Problem description - The required answer is each line in the entries below where "plaid" occurs.

[Start of section]

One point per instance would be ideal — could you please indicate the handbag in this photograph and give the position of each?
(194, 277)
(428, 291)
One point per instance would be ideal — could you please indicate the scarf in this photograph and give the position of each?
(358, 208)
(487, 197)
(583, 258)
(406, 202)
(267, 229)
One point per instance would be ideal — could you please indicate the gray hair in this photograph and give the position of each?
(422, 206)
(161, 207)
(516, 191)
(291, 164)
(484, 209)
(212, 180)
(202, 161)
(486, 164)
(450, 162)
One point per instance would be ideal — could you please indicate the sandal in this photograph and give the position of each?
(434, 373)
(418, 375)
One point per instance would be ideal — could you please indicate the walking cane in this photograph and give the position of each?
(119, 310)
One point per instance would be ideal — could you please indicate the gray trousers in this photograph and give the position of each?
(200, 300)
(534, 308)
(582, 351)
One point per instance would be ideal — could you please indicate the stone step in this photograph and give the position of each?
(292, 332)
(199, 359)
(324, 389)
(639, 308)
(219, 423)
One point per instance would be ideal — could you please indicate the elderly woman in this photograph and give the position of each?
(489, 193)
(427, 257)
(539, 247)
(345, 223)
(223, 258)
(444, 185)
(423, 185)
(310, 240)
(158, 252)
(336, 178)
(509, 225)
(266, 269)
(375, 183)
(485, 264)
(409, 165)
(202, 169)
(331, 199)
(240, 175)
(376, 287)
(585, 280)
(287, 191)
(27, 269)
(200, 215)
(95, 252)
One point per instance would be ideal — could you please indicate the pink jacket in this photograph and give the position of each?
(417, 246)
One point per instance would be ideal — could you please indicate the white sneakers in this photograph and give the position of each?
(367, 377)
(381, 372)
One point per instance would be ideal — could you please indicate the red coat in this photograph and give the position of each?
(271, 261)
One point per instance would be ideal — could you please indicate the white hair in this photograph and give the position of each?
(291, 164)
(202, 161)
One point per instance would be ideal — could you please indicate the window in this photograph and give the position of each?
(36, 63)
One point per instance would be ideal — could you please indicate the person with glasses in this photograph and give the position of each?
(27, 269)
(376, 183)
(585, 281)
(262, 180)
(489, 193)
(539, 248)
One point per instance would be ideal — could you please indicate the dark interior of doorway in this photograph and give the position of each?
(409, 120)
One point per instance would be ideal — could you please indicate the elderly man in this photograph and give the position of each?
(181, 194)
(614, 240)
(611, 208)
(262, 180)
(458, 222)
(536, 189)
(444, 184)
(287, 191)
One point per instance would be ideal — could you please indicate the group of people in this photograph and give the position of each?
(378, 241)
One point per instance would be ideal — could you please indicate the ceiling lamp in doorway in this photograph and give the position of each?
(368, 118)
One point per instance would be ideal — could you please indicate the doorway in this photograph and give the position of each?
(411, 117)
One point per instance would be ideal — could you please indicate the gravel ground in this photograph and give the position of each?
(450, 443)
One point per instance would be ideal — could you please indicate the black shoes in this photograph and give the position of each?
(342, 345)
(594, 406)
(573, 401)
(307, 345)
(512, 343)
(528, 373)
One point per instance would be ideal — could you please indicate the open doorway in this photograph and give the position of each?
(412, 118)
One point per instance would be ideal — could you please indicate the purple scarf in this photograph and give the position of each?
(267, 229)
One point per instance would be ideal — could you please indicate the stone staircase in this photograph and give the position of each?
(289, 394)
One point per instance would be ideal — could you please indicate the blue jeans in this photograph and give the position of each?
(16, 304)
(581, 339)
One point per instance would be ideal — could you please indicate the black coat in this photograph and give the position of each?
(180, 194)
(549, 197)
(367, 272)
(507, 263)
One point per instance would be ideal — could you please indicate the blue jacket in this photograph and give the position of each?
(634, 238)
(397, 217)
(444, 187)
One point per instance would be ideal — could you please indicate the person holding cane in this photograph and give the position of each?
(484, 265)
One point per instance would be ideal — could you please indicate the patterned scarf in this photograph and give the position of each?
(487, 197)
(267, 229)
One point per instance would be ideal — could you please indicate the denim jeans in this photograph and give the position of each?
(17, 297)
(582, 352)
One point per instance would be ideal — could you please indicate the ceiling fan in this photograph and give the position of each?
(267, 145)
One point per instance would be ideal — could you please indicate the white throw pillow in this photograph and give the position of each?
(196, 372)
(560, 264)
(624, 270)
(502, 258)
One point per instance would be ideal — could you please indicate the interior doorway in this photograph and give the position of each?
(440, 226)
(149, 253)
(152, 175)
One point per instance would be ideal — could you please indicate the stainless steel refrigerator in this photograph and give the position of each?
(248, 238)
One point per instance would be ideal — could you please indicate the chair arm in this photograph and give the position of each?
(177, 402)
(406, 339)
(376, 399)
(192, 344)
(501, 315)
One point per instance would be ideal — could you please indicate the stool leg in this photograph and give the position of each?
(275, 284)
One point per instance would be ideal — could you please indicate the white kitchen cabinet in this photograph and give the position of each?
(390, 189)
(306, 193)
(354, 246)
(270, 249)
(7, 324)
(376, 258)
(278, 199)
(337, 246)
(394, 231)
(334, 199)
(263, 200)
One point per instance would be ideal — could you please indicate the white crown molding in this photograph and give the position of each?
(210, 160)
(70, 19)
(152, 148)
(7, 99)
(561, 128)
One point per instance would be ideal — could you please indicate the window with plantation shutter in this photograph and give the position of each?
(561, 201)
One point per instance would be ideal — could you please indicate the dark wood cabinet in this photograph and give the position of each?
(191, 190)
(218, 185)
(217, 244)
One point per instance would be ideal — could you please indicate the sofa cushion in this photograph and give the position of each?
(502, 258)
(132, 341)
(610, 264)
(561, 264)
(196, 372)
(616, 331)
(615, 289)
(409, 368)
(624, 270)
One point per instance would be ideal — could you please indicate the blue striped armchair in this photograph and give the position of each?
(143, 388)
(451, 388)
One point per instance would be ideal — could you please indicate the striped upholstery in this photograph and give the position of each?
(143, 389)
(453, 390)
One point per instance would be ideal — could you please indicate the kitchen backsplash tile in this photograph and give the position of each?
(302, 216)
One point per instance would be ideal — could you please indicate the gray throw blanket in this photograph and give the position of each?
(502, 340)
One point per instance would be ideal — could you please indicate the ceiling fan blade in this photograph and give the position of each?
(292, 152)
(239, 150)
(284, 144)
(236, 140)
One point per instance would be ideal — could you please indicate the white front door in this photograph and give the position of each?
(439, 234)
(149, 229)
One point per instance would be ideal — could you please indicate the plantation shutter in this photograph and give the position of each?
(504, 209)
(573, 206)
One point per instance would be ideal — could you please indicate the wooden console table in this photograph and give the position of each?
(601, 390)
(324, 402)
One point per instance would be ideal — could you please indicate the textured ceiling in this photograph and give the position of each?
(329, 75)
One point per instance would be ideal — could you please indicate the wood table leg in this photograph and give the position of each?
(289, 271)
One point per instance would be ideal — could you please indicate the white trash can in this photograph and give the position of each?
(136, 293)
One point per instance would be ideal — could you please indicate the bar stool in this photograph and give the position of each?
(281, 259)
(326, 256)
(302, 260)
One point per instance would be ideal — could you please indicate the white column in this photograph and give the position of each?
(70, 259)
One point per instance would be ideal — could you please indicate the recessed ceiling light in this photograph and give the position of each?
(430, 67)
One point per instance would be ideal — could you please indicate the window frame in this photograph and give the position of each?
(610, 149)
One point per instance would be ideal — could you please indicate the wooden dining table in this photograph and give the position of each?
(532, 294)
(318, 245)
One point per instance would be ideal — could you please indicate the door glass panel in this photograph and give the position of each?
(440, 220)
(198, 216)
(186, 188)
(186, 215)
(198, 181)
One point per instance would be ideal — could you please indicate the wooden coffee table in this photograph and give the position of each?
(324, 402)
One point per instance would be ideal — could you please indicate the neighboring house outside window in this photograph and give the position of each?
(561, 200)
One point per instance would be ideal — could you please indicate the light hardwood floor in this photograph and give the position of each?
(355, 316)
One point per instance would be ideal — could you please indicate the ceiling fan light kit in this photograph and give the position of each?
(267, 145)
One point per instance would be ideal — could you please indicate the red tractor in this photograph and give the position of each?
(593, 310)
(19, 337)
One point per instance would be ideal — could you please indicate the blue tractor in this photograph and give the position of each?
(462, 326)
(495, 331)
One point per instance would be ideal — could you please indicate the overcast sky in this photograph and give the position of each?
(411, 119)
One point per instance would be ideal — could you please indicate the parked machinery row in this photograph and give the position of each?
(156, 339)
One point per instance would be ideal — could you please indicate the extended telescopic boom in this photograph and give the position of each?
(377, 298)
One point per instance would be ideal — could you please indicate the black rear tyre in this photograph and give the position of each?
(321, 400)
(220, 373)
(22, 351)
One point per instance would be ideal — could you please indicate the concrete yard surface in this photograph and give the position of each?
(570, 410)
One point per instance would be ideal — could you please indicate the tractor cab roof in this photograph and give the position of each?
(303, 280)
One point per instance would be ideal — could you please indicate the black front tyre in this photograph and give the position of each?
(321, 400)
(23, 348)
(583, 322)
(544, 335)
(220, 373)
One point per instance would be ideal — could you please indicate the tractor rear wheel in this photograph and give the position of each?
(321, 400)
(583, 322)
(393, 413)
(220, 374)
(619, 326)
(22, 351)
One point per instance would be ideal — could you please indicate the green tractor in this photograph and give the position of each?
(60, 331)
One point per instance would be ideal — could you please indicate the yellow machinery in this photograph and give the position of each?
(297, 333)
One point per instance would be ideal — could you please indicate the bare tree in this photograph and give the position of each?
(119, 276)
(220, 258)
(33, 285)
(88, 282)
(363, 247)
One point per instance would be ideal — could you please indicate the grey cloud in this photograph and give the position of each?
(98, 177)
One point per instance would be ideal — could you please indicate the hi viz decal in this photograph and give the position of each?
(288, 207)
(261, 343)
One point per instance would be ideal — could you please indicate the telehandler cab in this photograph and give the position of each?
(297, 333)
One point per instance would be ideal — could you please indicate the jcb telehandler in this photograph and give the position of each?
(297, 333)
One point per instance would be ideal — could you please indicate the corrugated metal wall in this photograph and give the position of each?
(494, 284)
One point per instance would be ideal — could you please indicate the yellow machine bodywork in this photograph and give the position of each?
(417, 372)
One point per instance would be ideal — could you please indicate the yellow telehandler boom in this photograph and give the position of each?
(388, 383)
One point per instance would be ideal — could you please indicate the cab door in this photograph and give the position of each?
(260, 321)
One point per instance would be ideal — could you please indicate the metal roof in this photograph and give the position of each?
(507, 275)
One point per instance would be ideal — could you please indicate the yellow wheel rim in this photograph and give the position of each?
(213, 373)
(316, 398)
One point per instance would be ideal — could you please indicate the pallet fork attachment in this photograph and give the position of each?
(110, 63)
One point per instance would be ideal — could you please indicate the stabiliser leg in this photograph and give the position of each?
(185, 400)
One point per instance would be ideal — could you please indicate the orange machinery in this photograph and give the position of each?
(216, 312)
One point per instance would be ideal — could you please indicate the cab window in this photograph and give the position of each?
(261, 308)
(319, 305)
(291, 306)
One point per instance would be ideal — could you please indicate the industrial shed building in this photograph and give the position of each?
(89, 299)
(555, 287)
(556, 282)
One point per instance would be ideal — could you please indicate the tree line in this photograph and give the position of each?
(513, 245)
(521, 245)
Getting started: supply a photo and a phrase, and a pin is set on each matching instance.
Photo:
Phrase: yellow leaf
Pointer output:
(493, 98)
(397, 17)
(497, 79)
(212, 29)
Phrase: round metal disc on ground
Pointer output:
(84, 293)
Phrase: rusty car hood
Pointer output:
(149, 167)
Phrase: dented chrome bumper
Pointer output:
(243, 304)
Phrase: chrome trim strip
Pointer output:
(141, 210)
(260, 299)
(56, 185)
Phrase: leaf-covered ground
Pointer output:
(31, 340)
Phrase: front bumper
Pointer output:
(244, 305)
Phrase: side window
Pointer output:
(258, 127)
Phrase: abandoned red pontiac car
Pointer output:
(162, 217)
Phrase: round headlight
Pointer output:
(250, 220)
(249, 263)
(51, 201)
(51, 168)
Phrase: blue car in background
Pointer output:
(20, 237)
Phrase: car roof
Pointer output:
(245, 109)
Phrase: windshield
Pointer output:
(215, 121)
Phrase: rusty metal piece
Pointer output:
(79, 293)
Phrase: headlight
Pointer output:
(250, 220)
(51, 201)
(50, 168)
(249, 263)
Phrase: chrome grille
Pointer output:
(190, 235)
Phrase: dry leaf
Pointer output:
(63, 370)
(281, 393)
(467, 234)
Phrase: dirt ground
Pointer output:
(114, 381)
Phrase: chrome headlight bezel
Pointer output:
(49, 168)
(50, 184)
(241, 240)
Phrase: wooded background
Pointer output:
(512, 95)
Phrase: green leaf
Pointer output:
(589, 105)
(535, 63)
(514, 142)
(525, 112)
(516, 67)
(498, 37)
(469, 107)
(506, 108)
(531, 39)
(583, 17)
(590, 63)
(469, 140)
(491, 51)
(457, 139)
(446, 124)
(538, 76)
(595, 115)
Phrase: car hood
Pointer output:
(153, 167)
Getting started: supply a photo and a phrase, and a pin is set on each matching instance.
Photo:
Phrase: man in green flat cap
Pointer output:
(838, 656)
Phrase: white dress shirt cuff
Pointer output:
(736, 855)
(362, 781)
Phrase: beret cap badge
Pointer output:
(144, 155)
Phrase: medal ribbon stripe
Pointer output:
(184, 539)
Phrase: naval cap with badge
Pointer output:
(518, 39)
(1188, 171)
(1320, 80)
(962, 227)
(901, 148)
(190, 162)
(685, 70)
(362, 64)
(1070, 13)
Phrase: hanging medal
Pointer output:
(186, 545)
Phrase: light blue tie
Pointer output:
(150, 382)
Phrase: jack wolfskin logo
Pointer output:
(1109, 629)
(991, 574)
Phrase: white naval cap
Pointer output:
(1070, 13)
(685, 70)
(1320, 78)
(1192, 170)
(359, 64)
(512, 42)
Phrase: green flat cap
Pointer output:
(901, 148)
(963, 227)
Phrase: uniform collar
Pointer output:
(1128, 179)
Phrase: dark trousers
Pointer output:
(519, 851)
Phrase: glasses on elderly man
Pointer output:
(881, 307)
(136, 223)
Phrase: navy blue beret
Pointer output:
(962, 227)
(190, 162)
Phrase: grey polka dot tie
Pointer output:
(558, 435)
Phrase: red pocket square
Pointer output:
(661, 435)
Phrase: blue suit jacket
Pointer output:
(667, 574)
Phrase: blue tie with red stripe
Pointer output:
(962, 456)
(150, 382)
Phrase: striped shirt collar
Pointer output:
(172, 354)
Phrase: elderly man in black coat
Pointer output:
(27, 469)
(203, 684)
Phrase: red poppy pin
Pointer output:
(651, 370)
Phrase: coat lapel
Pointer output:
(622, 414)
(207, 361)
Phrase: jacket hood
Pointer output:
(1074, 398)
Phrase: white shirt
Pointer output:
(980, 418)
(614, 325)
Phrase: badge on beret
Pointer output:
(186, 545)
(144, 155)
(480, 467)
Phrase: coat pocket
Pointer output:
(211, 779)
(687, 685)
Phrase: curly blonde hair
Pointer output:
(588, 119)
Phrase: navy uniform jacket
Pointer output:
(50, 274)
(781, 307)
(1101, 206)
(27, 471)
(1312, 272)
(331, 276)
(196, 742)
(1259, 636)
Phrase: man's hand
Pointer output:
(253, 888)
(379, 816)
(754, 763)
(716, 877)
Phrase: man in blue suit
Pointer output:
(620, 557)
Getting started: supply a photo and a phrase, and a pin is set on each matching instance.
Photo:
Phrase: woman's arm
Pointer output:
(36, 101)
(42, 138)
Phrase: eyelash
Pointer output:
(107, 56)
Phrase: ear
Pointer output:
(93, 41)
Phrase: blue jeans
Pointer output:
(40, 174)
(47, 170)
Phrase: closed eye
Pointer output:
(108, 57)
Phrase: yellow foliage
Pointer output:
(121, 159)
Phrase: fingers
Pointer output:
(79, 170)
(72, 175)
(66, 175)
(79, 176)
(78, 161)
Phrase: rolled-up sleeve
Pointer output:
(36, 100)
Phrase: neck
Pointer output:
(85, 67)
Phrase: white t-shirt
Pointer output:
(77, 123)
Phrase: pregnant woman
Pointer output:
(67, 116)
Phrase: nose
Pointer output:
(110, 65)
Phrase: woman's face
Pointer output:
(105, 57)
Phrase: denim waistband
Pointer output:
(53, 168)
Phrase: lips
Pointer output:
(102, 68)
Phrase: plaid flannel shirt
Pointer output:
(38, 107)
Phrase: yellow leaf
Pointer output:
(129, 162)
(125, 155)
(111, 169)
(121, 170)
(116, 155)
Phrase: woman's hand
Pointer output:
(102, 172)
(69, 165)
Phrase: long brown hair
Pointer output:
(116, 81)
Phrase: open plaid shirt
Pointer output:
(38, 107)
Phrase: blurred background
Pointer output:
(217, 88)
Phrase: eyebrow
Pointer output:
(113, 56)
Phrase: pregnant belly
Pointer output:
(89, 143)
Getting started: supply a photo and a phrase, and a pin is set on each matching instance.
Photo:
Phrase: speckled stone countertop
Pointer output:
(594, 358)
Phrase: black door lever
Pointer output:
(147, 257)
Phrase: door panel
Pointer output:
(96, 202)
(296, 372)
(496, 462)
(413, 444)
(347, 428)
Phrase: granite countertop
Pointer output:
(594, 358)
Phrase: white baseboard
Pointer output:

[End of section]

Answer to this problem -
Phrase: plaid flannel shirt
Phrase: open plaid shirt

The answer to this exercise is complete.